— START Entries —

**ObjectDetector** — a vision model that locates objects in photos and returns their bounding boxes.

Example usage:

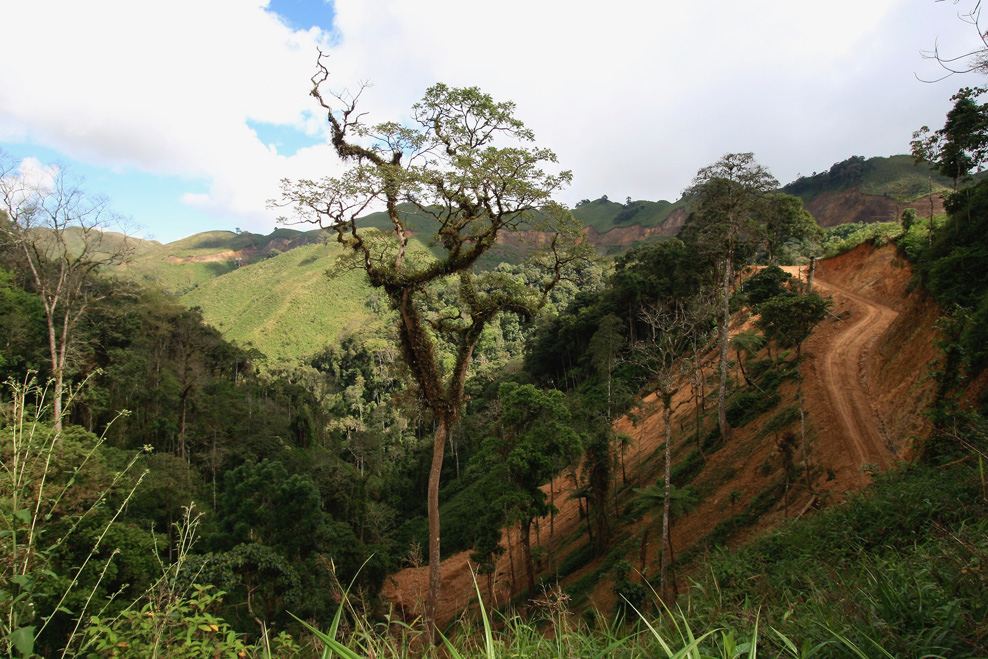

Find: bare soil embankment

[382,245,937,625]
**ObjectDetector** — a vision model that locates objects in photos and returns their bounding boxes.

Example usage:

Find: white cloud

[0,0,974,237]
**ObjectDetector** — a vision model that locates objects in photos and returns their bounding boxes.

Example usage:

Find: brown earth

[806,186,943,227]
[382,245,938,626]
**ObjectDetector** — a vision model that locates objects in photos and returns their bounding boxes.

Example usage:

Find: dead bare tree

[0,159,132,430]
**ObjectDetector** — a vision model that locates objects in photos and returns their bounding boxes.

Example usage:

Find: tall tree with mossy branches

[0,158,133,431]
[685,153,779,439]
[275,55,590,637]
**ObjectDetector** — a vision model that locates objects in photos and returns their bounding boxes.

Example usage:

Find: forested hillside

[0,77,988,659]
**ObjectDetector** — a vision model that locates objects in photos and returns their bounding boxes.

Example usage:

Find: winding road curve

[787,268,899,470]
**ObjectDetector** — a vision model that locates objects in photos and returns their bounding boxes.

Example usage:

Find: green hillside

[782,155,953,203]
[119,228,322,295]
[573,195,685,233]
[181,243,377,365]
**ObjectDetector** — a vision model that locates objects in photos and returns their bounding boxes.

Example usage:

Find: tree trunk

[425,415,452,647]
[518,519,535,601]
[659,394,672,606]
[717,252,732,441]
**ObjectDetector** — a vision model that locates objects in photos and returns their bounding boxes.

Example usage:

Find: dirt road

[785,267,898,484]
[382,250,912,624]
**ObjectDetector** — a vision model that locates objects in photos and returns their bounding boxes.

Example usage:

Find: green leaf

[7,626,34,659]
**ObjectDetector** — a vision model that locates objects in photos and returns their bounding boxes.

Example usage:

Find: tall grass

[0,376,143,657]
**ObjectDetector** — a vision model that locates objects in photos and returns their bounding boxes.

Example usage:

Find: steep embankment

[383,245,937,624]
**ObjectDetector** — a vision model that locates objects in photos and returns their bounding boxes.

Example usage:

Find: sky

[0,0,984,243]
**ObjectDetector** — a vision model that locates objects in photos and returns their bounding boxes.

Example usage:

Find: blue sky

[0,0,982,242]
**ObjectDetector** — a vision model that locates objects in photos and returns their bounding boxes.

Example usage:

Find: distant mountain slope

[119,229,321,295]
[782,155,953,227]
[110,156,951,362]
[181,243,377,365]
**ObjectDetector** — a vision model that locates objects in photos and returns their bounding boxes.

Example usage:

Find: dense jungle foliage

[0,86,988,659]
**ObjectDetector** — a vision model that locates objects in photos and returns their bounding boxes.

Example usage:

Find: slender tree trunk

[518,519,535,601]
[717,251,732,441]
[425,414,452,647]
[45,314,65,433]
[547,476,559,579]
[659,394,672,606]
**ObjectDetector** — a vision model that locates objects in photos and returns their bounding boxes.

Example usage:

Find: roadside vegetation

[0,71,988,659]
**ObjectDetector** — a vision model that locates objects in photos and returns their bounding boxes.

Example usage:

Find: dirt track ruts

[800,270,898,469]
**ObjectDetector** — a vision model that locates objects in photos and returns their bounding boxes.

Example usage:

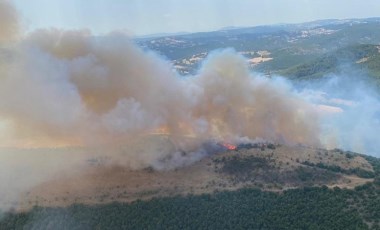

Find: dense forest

[0,183,380,229]
[0,156,380,230]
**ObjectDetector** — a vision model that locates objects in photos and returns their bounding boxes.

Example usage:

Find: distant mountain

[279,44,380,87]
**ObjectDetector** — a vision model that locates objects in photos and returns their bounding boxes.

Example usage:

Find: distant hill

[278,44,380,87]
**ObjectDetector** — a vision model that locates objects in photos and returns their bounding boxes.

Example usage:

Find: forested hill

[0,152,380,230]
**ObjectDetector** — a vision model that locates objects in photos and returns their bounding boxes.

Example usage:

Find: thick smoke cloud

[0,29,318,155]
[0,0,19,43]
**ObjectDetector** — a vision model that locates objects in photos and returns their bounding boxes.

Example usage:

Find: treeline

[0,183,380,230]
[0,152,380,230]
[302,161,375,178]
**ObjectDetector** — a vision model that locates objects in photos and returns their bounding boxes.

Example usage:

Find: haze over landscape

[0,0,380,229]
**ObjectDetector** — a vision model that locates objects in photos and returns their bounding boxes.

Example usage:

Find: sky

[11,0,380,36]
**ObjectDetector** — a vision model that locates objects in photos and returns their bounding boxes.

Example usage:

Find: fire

[222,143,236,150]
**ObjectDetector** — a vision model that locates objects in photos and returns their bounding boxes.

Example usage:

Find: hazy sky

[12,0,380,35]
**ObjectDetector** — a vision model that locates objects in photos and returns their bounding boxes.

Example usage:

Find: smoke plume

[0,0,319,209]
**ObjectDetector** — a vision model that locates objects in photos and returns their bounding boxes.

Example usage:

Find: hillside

[0,144,380,229]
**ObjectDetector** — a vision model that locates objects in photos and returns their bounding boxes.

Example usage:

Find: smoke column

[0,0,319,210]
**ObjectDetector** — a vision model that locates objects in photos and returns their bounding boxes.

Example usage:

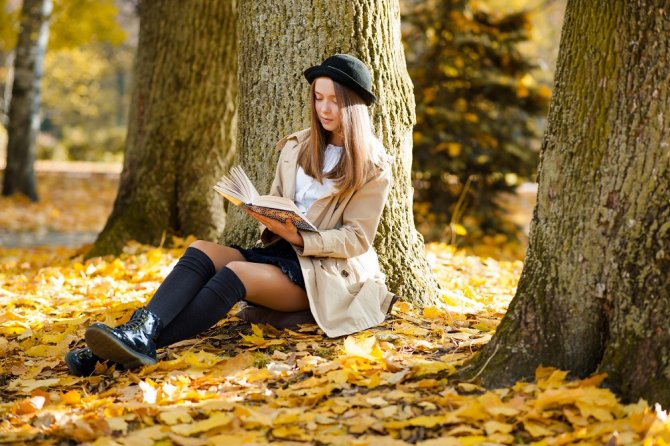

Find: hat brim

[303,65,377,105]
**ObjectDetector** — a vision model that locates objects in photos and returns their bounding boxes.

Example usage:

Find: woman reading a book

[65,54,394,375]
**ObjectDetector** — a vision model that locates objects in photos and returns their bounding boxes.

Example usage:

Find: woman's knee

[188,240,216,253]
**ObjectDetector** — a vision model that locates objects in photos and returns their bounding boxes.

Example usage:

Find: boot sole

[85,327,156,369]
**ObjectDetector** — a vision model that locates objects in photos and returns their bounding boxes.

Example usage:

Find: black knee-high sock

[147,248,216,327]
[156,268,247,347]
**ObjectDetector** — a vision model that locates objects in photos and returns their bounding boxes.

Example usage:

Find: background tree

[2,0,52,201]
[403,0,551,244]
[463,0,670,407]
[0,0,129,190]
[223,0,436,303]
[90,0,237,256]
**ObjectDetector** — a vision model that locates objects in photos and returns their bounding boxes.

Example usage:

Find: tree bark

[462,0,670,407]
[2,0,52,201]
[90,0,237,256]
[222,0,437,303]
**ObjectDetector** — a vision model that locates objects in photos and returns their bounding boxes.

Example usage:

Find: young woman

[65,54,394,375]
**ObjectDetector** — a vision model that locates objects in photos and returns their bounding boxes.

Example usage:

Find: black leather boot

[85,308,162,369]
[65,347,123,376]
[65,348,101,376]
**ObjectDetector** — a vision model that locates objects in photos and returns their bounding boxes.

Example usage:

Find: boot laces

[123,319,145,330]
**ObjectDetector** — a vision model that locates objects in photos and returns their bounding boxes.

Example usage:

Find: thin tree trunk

[222,0,437,303]
[463,0,670,407]
[2,0,52,201]
[90,0,237,255]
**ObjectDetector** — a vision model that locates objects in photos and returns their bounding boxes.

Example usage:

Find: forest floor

[0,165,670,446]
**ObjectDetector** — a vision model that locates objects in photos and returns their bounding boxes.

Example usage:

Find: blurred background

[0,0,566,257]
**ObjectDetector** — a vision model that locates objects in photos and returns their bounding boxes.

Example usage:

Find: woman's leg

[147,240,244,328]
[189,240,244,271]
[227,262,309,311]
[157,261,309,347]
[86,241,244,368]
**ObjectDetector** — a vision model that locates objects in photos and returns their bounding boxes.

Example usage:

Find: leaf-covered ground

[0,166,670,446]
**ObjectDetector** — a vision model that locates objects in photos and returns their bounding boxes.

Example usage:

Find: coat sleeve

[299,166,391,258]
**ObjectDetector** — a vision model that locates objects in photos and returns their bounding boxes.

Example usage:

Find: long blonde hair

[298,81,383,194]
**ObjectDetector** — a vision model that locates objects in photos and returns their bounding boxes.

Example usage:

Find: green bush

[403,0,551,241]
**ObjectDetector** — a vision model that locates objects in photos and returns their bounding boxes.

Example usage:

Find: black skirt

[230,239,305,290]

— END Entries —

Rescale the lines from the start of the entries up to and including the line with "[382,245,938,626]", keeping the requests and multiplying every bounding box coordinate in the answers by 1.8, rounded to whole numbers with halves going up. Leave the pictures out.

Right answer
**ObjectDetector** — a vision model that locates objects in photos and returns their bounding boxes.

Example usage:


Find: bare soil embankment

[688,441,1687,1125]
**ObjectDetector** — a vision model that locates objects in photos and returns their bounding boxes.

Example usage:

Find: white cloud

[0,0,1753,427]
**ObjectDetector** — a vision model that locates objects in photos and returns their bounding boxes.

Example usage:

Find: brown earth

[1451,335,1697,409]
[688,441,1688,1127]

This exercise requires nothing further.